__Tasks to carry out__
1. Answer these questions using the article on AI financial advice:
(a) How many questions did Which? use in its test?
(b) What share of Investing Insiders' answers were wrong?
(c) Which regulator does the article say does not regulate AI tools?
2. Continue the article on AI financial advice from its final sentence.

__Text passage__

Can you rely on AI for financial advice?
AI is now stitched into daily workflows across research, reporting, and client comms. But as a source of financial advice, it still falls short.
Recent UK testing shows the gap between slick answers and sound guidance. For finance pros, that gap means compliance risk, client risk, and brand risk.
What the latest tests showed
Consumer group Which? tested six tools - ChatGPT, Google Gemini, Gemini AI Overview, Microsoft Copilot, Meta AI and Perplexity - across 40 questions in September 2025. They found inaccurate, unclear, and risky responses that could cost users if followed.
Simple trap: they asked how to invest a £25,000 ISA allowance. ChatGPT and Copilot didn't flag that the annual limit is £20,000, effectively enabling oversubscription - a breach of HMRC rules. In another test on tax codes and refunds, some tools surfaced premium refund services alongside the free government route.
Separate research by Investing Insiders ran 100 questions across savings, housing, and retirement. Results: 56% correct, 27% misleading, 17% wrong - meaning 44% of answers weren't useful for people seeking advice.
Why this matters for finance professionals
AI tools aren't regulated by the FCA. If a client follows an AI-generated suggestion, there's no accountability, no suitability assessment, and no recourse.
As David Horowitz put it: using a general AI as your adviser is like Googling symptoms and skipping the doctor. It doesn't know goals, tax position, time horizon, or risk tolerance - and it can't take responsibility.
The other side: user error is real
Some failures aren't model limits; they're prompting and tool choice. As AI strategist Mitali Deypurkaystha argues, asking a general model to act like a specialist adviser is the GP-vs-surgeon mistake.

Source data

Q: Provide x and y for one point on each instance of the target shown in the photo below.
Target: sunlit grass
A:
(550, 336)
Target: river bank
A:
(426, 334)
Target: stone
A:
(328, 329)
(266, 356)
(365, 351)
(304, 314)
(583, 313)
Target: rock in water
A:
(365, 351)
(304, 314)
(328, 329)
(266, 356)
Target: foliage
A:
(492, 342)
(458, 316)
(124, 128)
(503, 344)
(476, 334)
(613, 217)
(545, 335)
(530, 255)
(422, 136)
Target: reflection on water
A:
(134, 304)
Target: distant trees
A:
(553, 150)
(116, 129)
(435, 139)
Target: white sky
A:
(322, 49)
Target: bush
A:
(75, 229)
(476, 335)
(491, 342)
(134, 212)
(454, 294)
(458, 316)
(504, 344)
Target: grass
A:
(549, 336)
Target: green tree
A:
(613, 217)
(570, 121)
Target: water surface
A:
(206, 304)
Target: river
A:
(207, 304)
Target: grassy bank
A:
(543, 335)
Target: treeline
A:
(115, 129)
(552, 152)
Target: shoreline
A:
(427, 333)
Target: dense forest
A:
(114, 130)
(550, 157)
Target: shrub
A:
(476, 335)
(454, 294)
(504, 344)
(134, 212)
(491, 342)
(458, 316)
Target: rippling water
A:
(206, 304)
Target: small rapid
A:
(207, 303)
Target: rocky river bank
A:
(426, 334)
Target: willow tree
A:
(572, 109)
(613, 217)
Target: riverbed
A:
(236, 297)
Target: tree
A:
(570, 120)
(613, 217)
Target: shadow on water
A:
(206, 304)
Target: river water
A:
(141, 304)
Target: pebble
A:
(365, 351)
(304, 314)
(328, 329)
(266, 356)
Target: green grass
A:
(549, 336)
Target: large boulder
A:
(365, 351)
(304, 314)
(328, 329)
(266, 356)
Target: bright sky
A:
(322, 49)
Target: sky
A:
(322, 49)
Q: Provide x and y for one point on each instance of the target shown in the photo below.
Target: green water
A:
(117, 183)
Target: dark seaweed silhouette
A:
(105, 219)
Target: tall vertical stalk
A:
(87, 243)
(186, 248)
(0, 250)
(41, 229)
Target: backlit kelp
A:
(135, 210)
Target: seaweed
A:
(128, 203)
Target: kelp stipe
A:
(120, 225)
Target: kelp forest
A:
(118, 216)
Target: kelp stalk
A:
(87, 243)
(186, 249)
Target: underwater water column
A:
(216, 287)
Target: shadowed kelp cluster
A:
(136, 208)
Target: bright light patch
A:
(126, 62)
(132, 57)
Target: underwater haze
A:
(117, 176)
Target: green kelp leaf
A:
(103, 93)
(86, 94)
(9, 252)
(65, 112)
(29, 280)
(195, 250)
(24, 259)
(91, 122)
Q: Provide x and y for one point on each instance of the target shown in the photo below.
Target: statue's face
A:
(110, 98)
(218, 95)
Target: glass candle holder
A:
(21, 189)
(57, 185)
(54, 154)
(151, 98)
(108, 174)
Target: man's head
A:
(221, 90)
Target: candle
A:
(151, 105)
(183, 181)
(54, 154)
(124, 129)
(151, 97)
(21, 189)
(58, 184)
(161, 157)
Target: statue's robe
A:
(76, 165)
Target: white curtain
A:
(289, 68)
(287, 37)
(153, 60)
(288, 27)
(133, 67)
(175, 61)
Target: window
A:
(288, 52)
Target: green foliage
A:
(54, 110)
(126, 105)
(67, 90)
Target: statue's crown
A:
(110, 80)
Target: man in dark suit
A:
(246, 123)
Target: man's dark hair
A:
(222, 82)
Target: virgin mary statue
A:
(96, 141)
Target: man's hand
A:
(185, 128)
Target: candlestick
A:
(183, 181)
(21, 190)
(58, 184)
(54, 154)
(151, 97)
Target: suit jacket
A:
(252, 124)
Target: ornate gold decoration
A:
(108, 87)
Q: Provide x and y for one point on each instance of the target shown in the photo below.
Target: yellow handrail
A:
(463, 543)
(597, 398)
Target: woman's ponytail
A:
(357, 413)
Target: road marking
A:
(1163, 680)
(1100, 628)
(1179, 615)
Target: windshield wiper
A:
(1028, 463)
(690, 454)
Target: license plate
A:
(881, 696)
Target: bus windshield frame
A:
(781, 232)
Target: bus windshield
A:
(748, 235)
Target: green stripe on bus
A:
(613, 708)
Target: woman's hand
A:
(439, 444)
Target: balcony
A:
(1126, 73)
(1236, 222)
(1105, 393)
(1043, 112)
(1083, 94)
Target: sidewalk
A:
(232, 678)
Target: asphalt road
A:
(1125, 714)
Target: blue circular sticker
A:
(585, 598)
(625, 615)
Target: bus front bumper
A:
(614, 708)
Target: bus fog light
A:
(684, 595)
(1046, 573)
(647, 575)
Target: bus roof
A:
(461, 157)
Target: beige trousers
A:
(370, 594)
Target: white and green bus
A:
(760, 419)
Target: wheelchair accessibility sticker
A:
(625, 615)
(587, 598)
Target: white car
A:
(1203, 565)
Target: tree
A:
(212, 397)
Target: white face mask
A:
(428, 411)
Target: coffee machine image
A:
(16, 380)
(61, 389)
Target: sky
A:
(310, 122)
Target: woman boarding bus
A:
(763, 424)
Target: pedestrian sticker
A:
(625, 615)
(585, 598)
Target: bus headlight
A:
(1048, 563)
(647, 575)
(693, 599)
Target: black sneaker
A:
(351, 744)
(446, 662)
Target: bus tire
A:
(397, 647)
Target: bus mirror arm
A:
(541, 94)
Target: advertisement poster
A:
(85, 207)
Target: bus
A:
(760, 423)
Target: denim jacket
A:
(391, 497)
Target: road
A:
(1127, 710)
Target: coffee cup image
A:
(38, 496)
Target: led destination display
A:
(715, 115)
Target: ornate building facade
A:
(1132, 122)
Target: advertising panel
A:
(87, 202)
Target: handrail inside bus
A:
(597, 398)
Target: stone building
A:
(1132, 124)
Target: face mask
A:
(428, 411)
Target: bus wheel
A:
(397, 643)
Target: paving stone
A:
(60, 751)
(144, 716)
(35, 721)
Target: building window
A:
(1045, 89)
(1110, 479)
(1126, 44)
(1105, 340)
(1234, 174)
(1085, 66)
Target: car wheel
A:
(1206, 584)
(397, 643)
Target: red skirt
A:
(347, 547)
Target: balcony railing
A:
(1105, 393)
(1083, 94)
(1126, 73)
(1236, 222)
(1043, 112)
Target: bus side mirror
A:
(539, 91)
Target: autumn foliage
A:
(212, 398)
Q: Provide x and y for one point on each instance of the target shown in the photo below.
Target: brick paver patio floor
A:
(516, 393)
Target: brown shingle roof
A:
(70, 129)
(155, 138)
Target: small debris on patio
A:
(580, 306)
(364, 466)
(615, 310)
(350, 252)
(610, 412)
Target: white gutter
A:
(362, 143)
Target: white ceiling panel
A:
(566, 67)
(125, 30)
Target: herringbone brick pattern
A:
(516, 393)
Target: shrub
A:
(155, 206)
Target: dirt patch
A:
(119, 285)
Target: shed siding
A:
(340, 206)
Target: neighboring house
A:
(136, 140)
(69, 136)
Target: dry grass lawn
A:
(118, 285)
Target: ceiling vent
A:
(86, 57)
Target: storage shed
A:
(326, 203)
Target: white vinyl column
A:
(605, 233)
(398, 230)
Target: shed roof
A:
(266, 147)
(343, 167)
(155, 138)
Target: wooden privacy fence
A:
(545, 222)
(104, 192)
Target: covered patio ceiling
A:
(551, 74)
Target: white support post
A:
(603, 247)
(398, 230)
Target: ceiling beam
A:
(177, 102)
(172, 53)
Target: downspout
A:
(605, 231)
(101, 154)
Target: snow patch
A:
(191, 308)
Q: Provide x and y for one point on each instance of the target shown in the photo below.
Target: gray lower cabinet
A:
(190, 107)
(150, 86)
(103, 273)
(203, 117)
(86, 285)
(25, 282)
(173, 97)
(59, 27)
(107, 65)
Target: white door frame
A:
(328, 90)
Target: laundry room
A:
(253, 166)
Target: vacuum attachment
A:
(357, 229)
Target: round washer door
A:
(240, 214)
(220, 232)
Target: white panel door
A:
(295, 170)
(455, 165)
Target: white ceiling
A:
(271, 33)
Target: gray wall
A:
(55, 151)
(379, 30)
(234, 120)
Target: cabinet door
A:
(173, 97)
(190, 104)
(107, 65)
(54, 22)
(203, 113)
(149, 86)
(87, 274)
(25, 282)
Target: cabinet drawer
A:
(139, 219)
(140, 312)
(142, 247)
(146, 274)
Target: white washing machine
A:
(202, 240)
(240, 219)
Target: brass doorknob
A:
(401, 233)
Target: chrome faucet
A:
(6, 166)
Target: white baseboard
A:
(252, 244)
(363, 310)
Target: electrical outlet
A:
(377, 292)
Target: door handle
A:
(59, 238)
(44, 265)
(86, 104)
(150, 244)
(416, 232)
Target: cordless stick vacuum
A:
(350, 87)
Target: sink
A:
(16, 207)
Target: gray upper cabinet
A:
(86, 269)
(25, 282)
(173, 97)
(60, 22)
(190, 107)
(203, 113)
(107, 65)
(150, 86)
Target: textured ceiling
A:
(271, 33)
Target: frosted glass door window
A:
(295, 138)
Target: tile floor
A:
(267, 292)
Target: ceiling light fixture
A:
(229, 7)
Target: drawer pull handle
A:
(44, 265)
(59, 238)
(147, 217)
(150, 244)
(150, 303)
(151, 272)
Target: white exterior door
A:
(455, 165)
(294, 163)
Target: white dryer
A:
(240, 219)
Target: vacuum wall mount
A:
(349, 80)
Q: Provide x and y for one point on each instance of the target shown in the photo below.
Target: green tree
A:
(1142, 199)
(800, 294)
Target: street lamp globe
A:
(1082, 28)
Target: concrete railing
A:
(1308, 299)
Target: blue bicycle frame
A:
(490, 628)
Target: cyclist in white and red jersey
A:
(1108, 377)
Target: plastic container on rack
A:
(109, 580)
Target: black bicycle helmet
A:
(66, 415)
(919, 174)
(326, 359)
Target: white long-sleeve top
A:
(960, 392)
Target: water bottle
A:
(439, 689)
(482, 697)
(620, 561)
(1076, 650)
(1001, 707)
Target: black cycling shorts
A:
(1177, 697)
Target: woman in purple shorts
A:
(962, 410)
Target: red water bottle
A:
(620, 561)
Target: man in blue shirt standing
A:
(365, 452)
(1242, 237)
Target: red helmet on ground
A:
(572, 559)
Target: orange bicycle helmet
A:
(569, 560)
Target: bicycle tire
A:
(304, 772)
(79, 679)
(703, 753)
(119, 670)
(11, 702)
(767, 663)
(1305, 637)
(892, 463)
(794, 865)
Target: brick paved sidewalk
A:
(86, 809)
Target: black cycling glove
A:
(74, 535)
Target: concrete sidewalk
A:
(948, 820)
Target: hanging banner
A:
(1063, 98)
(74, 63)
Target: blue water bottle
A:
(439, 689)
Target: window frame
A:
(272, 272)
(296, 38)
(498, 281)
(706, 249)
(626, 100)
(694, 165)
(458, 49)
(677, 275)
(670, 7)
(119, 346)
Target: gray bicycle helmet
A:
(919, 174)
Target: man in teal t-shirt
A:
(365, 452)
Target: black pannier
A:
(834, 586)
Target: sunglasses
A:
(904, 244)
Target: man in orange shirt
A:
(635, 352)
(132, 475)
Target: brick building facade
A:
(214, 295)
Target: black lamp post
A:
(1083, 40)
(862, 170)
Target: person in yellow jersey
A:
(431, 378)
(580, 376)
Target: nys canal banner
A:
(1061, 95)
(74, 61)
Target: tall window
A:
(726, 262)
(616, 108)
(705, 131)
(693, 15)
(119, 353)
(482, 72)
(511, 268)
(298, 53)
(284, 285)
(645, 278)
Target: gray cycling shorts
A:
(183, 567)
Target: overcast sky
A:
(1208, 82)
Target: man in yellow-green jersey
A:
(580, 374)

__Responses to the exercise__
1.
(a) 40
(b) 17%
(c) The FCA

2.
The fix isn't "don't use AI." It's: use it the right way, verify the source, and keep a human in the loop - especially for decisions with tax or regulatory consequences.
Where AI can help right now
- Research acceleration: pull current rules and summarize from authoritative sources (HMRC, FCA, legislation).
- Scenario drafting: create what-if comparisons from inputs you supply (contribution levels, tax year, age, marginal rate) - then validate.
- Client communication: first drafts for emails, summaries, FAQs; you edit for accuracy and tone.
- Data extraction: parse PDFs and policy docs to surface key figures for manual review.
Where AI should not be the decider
- Suitability, personal recommendations, or anything that constitutes regulated advice.
- Tax-sensitive moves: pension transfers, allowance planning, CGT optimizations, ISA subscription decisions.
- Edge cases: multiple income sources, non-dom issues, trust structures, relief interactions.
- Facts that change often: allowances, thresholds, codes, and eligibility criteria.
Practical guardrails for safe use
- Force citations from specific domains (e.g., gov.uk, legislation.gov.uk, fca.org.uk) and click through to confirm.
- State the tax year and jurisdiction in every prompt. Ambiguity invites hallucination.
- Give precise inputs: income bands, ages, contribution levels, time horizon, constraints.
- Add a constraint: "If unsure or data is missing, say you don't know."
- Cross-check critical claims on the source page before sharing with clients.
- Keep an internal log of AI errors to refine prompts and decide where human-only review is mandatory.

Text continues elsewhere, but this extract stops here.